--- WHAT NEEDS TO BE DONE ---
In the data below, change every "In this picture" to "In this image" and leave all other text unchanged. Omit the pictures from your answer.

--- LISTED RECORDS ---

━━━━━━

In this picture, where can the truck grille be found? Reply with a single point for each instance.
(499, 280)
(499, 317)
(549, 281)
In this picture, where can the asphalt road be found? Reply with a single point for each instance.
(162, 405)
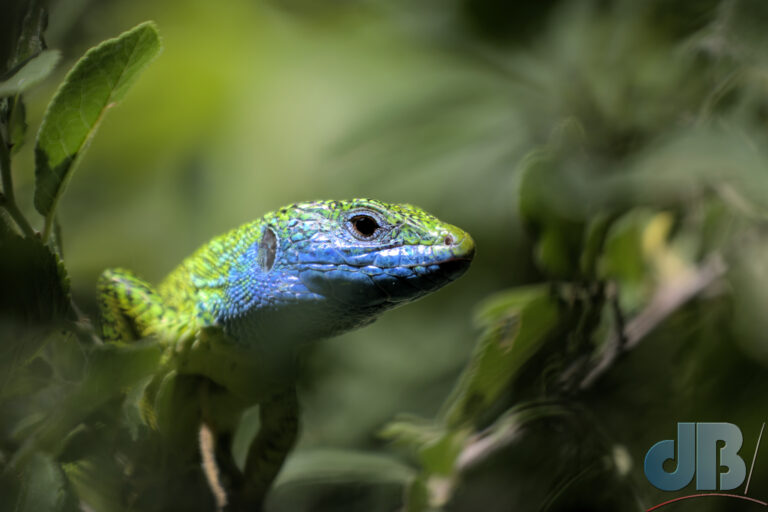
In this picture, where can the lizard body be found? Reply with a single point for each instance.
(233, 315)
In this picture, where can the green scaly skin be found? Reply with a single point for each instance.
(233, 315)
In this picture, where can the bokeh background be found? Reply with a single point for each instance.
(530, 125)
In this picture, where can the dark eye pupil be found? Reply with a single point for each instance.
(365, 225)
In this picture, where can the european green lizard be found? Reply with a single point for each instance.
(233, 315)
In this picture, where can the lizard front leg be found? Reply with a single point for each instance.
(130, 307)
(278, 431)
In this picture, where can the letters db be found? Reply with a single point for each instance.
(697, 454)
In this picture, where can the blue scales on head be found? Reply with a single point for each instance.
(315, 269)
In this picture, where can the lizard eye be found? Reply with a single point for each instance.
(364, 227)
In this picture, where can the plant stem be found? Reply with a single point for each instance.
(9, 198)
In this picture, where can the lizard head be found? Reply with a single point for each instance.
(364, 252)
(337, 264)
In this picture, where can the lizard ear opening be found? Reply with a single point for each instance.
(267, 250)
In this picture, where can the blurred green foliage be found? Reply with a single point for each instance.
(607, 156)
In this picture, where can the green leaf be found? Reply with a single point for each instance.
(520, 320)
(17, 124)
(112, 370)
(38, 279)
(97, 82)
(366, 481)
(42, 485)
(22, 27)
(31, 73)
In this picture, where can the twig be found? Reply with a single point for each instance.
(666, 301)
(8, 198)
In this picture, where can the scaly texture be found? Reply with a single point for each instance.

━━━━━━

--- RESULT ---
In this image, where can the truck grille be found? Reply with a single point for each instance.
(499, 280)
(499, 317)
(549, 281)
In this image, where can the asphalt road be found? Reply with a single point for each instance.
(162, 405)
In this image, where can the lizard body be found? Reply with a single point for each instance.
(233, 315)
In this image, where can the green scaly skin be found? Reply with a single point for each instance.
(233, 315)
In this image, where can the bokeh background be found? Reply with a single point for each instance.
(530, 125)
In this image, where can the dark eye pupil be found? Reply with a single point for each instance.
(365, 225)
In this image, where can the european green lizard be found? Reply with a single point for each instance.
(233, 315)
In this image, where can the lizard front leg be found? Reply with a single point for each instance.
(130, 307)
(278, 431)
In this image, where can the letters db be found? Reply with a single point for each instance.
(697, 454)
In this image, where can the blue scales on head be found? Reply with a single point for each instance.
(315, 269)
In this image, where can the lizard eye be found? Reply with a single point for each instance.
(364, 227)
In this image, where can the plant stem be found? Reply with a single point for each instance.
(9, 198)
In this image, where can the lizard head be found? Reply with a single point for each instance.
(364, 252)
(337, 264)
In this image, where can the lizard ear opening be found? Reply with a single point for each instance.
(267, 250)
In this image, where can the blurred green foliage be found? Reply with a single point for each instance.
(607, 156)
In this image, where can the green leaf be found? Reply with a single point for each instance.
(520, 320)
(17, 124)
(112, 370)
(38, 279)
(97, 82)
(366, 481)
(42, 485)
(22, 27)
(31, 73)
In this image, where can the twig be found? Reply with a single point for each instance.
(666, 301)
(8, 198)
In this image, where can the scaly texture be found? Reply with a single point for each instance.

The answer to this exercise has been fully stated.